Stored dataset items
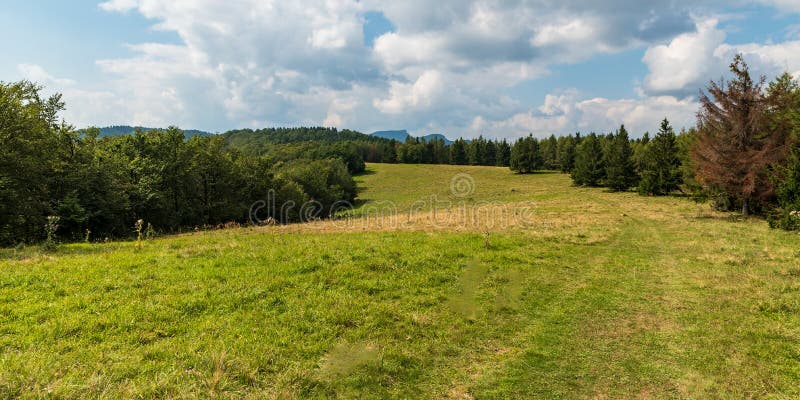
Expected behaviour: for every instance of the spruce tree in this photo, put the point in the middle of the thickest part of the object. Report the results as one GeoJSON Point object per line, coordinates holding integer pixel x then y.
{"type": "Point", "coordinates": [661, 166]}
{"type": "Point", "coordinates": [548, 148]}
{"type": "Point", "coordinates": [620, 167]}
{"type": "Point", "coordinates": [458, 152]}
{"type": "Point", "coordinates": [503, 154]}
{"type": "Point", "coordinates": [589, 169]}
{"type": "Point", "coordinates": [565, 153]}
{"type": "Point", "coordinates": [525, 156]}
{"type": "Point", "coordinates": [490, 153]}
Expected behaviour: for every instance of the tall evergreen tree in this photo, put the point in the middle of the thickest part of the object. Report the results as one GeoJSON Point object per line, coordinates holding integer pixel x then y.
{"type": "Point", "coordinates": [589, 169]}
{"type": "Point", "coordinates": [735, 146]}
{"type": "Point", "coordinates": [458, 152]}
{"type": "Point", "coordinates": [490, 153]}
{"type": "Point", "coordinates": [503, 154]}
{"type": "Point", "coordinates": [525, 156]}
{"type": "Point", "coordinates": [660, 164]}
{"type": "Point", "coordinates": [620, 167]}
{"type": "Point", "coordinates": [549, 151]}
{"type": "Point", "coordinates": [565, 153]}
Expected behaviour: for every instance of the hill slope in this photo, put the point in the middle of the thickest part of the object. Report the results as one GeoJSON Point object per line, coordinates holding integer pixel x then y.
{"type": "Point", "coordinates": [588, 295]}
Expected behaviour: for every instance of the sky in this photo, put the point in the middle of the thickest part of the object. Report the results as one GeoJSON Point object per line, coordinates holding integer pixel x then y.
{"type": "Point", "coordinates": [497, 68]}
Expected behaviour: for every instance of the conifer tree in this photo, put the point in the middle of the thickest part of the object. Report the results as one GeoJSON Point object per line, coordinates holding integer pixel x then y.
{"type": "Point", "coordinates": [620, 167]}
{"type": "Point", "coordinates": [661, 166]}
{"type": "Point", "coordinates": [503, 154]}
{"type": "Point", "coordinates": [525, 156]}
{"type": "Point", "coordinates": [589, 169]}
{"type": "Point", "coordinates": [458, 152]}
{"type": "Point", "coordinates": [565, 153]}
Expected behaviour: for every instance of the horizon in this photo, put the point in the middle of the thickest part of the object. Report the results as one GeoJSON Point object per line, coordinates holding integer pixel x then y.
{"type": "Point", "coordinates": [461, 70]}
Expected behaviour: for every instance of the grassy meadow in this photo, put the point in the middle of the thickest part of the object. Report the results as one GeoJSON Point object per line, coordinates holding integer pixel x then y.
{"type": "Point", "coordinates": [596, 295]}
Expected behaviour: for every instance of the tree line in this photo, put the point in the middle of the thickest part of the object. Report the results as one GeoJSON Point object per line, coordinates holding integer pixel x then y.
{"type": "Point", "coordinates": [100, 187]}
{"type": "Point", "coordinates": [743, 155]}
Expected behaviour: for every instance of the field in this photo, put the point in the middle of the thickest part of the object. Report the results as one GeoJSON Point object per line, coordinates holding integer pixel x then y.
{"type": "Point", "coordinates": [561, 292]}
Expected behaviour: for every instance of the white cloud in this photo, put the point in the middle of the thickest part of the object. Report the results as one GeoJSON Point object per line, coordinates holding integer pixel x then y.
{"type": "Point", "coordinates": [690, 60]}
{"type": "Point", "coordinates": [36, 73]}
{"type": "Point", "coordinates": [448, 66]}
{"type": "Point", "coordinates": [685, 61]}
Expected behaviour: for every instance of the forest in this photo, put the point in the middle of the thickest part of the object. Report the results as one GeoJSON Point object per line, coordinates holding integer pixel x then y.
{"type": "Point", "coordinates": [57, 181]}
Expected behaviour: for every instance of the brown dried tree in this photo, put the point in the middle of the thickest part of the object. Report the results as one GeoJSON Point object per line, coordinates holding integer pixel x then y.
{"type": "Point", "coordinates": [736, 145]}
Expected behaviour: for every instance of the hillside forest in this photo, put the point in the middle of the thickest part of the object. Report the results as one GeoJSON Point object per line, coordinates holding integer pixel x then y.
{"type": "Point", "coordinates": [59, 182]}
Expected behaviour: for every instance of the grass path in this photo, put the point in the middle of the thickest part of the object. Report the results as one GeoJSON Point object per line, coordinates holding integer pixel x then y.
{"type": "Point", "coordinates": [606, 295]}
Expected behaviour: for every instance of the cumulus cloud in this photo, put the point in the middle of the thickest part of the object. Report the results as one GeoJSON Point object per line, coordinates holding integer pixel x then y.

*Exercise brief:* Please print the entries exactly as they stand. Images are not part of the copy.

*Task response:*
Expected behaviour: for every instance of the spruce tree in this photo, put the point in the middle of the thickest part of the object. Report the results as one GeoJSON Point object per line, coordinates holding integer pixel x then y.
{"type": "Point", "coordinates": [661, 166]}
{"type": "Point", "coordinates": [548, 148]}
{"type": "Point", "coordinates": [620, 167]}
{"type": "Point", "coordinates": [458, 152]}
{"type": "Point", "coordinates": [503, 154]}
{"type": "Point", "coordinates": [589, 169]}
{"type": "Point", "coordinates": [565, 153]}
{"type": "Point", "coordinates": [525, 156]}
{"type": "Point", "coordinates": [490, 153]}
Expected behaviour: for every instance of the tall evergreen tree in this photo, put the point in the middle of the thickest part of the object. Report the results as one GeoJSON Point object per line, coordinates holding integer pixel x then y.
{"type": "Point", "coordinates": [589, 169]}
{"type": "Point", "coordinates": [735, 146]}
{"type": "Point", "coordinates": [458, 152]}
{"type": "Point", "coordinates": [490, 153]}
{"type": "Point", "coordinates": [503, 154]}
{"type": "Point", "coordinates": [525, 156]}
{"type": "Point", "coordinates": [660, 164]}
{"type": "Point", "coordinates": [620, 167]}
{"type": "Point", "coordinates": [549, 151]}
{"type": "Point", "coordinates": [565, 153]}
Expected behaviour: for every instance of the hill slope in this photo, put the point in the middle of the thickest part of the object. Report the results as one GeoJSON Point object per line, coordinates holding integer pixel x then y.
{"type": "Point", "coordinates": [588, 295]}
Expected behaviour: for every instance of the sky in this photo, put the point in the middle of the thickest part of the object. Report the results as one GeoJSON Point object per line, coordinates holding integer pixel x then y.
{"type": "Point", "coordinates": [497, 68]}
Expected behaviour: for every instance of the conifer tree in this photo, put the point in the middle of the thickest part of the object. Report the results as one GeoJSON Point object per line, coordinates holding integer pixel x then y.
{"type": "Point", "coordinates": [620, 167]}
{"type": "Point", "coordinates": [661, 166]}
{"type": "Point", "coordinates": [503, 154]}
{"type": "Point", "coordinates": [525, 156]}
{"type": "Point", "coordinates": [589, 169]}
{"type": "Point", "coordinates": [458, 152]}
{"type": "Point", "coordinates": [565, 153]}
Expected behaviour: for every instance of the horizon in this photo, put the point in the middle of the thickest part of the object. Report the results as one GeoJSON Point object per line, coordinates holding integer pixel x then y.
{"type": "Point", "coordinates": [461, 70]}
Expected behaviour: for every instance of the grassy meadow in this photo, put the point in the middle of the thickest part of the object. Report the results as one GeoJSON Point object per line, coordinates holding integer pixel x then y.
{"type": "Point", "coordinates": [596, 295]}
Expected behaviour: for every instance of the tree line in this photo, put the point in the middle of the thickest part of the object. Report the results as one GeoJSON Point object per line, coordinates holding integer pixel x then y.
{"type": "Point", "coordinates": [100, 187]}
{"type": "Point", "coordinates": [743, 155]}
Expected behaviour: for every instance of the field in this photo, put the point in the middle of the thickest part of the object. Report the results as one GeoJSON Point object per line, coordinates holding integer pixel x then y.
{"type": "Point", "coordinates": [561, 292]}
Expected behaviour: for every instance of the white cloud in this photo, put the point in the middle of the thickest part of the object. Report the results as one GeoJSON Point object per line, coordinates holding integer pixel x then y.
{"type": "Point", "coordinates": [690, 60]}
{"type": "Point", "coordinates": [36, 73]}
{"type": "Point", "coordinates": [448, 66]}
{"type": "Point", "coordinates": [685, 61]}
Expected behaviour: for every instance of the forest in this photo, put the point in the middle of the thickest part of the object. Report the results as one GeoJSON Point object per line, coordinates holding integer pixel x then y.
{"type": "Point", "coordinates": [57, 181]}
Expected behaviour: for every instance of the brown dried tree in this photo, put the point in the middle of the thickest part of the object. Report the results as one GeoJSON Point object per line, coordinates holding integer pixel x then y.
{"type": "Point", "coordinates": [736, 145]}
Expected behaviour: for every instance of the hillside forest in this photo, put the point in the middle of the thickest part of the object. Report the results as one GeoJSON Point object per line, coordinates holding integer pixel x then y.
{"type": "Point", "coordinates": [59, 182]}
Expected behaviour: for every instance of the grass path in this photo, put the point in the middle of the thickest part of the object. Report the results as one GeoJSON Point object per line, coordinates holding integer pixel x then y.
{"type": "Point", "coordinates": [606, 295]}
Expected behaviour: for every instance of the cumulus cloud in this photo, put the point in the middle of the thickest part of the object. Report the results as one GeoJSON Point object per line, coordinates holding integer pixel x then y.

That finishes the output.